The records below are to be repeated in full, exactly as they are.

§ **Available data**
◇ ◇ ◇ ◇

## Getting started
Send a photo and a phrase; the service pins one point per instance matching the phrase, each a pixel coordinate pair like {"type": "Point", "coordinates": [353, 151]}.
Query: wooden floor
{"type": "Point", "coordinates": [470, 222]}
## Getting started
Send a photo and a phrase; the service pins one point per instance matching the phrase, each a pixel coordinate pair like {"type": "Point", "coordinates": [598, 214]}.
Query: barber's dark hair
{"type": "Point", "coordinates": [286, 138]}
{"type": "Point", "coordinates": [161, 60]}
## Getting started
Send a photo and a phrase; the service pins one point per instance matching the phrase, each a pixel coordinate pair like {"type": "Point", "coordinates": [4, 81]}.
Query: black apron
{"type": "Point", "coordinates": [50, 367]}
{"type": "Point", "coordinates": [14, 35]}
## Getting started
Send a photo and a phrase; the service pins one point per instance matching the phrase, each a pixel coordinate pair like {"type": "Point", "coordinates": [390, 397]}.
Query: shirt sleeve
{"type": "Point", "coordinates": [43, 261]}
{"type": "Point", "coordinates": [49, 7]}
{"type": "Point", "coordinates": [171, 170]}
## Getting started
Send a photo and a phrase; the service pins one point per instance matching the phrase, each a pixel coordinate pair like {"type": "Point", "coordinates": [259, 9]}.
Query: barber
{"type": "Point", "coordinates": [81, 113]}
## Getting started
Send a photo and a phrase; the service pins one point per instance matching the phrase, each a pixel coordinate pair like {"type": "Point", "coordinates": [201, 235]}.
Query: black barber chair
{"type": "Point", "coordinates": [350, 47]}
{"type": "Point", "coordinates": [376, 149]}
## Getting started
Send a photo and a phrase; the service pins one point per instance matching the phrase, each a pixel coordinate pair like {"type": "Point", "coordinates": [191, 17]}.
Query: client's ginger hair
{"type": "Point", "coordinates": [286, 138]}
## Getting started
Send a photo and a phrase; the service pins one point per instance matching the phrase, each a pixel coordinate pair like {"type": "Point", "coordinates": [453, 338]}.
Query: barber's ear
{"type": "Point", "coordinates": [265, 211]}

◇ ◇ ◇ ◇

§ **Solution for this problem**
## Getting started
Send a photo and a phrase; the service pins one point per instance matching the phrase, each a pixel coordinate pair like {"type": "Point", "coordinates": [353, 151]}.
Query: wooden floor
{"type": "Point", "coordinates": [470, 222]}
## Getting started
Send a photo and a phrase; the service pins one point per instance matching the phrase, each a pixel coordinate pair like {"type": "Point", "coordinates": [598, 214]}.
Query: barber's dark hair
{"type": "Point", "coordinates": [286, 138]}
{"type": "Point", "coordinates": [161, 60]}
## Getting started
Send a photo and a phrase; the service pins one point per instance matching the phrase, each a pixel coordinate pair like {"type": "Point", "coordinates": [4, 81]}.
Query: black apron
{"type": "Point", "coordinates": [50, 367]}
{"type": "Point", "coordinates": [14, 35]}
## Getting started
Send a photo and a phrase; the service pins one point per instance matching the phrase, each a pixel coordinate pair like {"type": "Point", "coordinates": [390, 397]}.
Query: shirt sleeve
{"type": "Point", "coordinates": [43, 261]}
{"type": "Point", "coordinates": [49, 7]}
{"type": "Point", "coordinates": [171, 170]}
## Getting started
Send a photo and a phrase; the service pins one point per instance matching the phrase, each a pixel coordinate pair like {"type": "Point", "coordinates": [259, 9]}.
Query: barber
{"type": "Point", "coordinates": [81, 113]}
## Getting started
Send a photo and a phrase; the service pins one point per instance matching the phrase, each a pixel coordinate pair like {"type": "Point", "coordinates": [201, 235]}.
Query: black barber chair
{"type": "Point", "coordinates": [350, 47]}
{"type": "Point", "coordinates": [376, 149]}
## Getting started
Send a photo and a phrase; the service pins one point per instance matching the phrase, each a pixel coordinate pair like {"type": "Point", "coordinates": [191, 17]}.
Query: client's ginger hair
{"type": "Point", "coordinates": [286, 138]}
## Getting started
Send a photo and a phrase; the service pins one point per instance matching the phrase, each a pixel coordinate pair like {"type": "Point", "coordinates": [453, 338]}.
Query: barber's ear
{"type": "Point", "coordinates": [265, 211]}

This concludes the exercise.